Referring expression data

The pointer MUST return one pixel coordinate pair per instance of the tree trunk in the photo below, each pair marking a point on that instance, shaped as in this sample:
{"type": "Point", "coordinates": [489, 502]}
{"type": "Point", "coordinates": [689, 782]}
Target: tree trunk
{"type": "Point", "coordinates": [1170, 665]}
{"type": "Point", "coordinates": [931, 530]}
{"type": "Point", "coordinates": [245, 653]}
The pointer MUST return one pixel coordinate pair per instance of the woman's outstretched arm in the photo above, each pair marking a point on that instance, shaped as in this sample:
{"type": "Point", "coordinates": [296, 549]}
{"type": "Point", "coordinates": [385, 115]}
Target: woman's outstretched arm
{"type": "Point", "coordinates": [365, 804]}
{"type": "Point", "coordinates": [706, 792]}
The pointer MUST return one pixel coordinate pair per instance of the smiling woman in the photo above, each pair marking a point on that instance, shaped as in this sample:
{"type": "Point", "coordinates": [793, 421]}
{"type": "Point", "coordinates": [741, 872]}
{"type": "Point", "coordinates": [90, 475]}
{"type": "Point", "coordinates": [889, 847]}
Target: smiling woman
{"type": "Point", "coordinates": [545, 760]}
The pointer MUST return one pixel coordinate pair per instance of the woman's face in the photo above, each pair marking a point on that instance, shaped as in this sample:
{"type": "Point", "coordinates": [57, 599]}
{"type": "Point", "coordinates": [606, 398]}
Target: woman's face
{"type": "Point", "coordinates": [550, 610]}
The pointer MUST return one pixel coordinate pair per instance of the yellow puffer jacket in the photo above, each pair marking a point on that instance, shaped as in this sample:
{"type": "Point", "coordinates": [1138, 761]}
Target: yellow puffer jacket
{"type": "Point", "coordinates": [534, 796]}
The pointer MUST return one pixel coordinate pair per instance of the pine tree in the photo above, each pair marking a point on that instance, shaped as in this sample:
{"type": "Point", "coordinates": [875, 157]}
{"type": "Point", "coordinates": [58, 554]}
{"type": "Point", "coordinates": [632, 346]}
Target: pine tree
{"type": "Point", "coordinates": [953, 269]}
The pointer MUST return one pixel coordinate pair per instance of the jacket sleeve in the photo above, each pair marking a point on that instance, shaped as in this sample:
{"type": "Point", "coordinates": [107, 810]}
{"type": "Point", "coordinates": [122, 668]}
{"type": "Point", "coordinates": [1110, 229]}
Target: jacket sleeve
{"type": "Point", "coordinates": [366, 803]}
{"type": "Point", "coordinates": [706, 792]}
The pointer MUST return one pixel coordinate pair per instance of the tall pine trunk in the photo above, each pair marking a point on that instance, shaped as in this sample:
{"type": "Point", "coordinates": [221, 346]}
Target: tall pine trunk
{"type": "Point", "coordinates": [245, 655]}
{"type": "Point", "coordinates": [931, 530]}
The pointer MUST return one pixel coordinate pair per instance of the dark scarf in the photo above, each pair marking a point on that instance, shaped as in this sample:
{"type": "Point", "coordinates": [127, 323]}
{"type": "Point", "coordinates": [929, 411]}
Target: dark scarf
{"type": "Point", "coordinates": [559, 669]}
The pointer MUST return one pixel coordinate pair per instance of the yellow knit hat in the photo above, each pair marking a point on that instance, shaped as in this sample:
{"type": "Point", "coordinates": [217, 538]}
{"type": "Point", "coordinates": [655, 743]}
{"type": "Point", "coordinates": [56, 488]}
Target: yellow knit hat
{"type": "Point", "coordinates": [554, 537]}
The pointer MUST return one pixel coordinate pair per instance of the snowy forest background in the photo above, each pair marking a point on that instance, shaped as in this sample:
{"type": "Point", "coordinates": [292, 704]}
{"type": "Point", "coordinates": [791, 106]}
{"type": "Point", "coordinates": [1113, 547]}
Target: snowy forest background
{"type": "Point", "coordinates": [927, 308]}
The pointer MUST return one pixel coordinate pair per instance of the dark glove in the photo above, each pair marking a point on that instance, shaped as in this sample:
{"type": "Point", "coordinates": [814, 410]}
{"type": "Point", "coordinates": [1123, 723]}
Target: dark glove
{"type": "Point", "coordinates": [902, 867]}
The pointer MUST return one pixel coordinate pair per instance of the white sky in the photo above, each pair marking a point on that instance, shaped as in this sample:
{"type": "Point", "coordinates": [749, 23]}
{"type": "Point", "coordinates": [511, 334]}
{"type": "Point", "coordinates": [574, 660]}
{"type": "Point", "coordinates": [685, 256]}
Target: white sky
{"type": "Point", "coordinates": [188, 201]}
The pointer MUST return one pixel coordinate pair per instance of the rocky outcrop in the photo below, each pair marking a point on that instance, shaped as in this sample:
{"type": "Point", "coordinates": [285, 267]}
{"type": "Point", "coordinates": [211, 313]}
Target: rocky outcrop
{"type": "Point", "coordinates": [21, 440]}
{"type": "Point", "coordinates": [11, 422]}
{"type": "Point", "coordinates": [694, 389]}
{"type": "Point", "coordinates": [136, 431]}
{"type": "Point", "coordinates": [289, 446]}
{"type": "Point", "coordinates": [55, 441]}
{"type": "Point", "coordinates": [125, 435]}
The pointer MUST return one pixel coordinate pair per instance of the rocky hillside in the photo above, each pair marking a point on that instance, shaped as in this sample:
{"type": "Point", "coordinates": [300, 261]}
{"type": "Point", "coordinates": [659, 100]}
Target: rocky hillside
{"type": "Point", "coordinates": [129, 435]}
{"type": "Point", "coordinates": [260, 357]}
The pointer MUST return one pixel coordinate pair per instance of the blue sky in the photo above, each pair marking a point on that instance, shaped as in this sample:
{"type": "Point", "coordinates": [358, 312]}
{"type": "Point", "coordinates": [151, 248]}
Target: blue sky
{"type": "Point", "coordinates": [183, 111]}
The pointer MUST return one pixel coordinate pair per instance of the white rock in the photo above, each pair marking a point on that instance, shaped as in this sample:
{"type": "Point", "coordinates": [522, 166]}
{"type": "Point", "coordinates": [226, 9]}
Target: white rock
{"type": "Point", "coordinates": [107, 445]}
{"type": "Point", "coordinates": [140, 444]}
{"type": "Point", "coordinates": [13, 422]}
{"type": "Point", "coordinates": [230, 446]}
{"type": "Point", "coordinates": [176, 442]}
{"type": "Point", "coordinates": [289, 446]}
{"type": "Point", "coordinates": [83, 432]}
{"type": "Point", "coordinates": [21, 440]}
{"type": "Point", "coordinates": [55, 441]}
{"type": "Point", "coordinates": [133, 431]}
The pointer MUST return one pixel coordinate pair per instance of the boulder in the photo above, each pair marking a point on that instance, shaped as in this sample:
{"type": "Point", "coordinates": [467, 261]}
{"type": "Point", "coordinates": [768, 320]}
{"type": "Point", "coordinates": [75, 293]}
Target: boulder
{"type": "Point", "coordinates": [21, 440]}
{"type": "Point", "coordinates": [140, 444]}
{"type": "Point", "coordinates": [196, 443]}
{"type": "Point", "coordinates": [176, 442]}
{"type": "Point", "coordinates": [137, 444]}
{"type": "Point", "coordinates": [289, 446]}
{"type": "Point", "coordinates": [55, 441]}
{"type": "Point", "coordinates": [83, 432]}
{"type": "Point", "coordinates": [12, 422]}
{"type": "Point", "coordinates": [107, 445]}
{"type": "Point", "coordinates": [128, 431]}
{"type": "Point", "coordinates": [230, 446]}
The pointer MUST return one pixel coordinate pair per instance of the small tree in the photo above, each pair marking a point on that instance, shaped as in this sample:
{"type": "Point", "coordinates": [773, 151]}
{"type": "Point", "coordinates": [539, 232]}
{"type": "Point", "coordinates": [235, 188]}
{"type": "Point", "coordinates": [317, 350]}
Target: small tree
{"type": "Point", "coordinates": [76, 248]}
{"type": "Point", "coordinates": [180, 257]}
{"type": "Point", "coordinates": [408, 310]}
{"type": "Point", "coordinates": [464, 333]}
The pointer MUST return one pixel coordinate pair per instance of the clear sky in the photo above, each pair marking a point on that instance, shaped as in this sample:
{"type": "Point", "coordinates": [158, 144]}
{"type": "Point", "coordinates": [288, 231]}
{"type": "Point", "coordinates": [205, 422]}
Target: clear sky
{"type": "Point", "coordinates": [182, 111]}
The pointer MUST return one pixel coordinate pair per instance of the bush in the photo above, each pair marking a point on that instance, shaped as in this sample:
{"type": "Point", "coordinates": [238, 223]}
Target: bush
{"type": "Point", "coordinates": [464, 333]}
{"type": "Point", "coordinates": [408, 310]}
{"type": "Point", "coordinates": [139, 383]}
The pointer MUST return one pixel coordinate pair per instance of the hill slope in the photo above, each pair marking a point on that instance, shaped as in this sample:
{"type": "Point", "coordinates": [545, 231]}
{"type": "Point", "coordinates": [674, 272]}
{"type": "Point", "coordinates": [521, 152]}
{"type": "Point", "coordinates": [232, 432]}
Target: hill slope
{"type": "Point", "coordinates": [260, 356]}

▶ _The problem_
Using the entries above, return each line that includes the word "below".

▶ _Solution_
The pointer MUST return one pixel coordinate pair per instance of the tree trunk in the photo below, each pair marking a point on that instance, shaped as in this sample:
The pointer MUST return one pixel coordinate pair per instance of the rocky outcrop in the photo below, each pair marking a point on that instance, shaped as in this sample:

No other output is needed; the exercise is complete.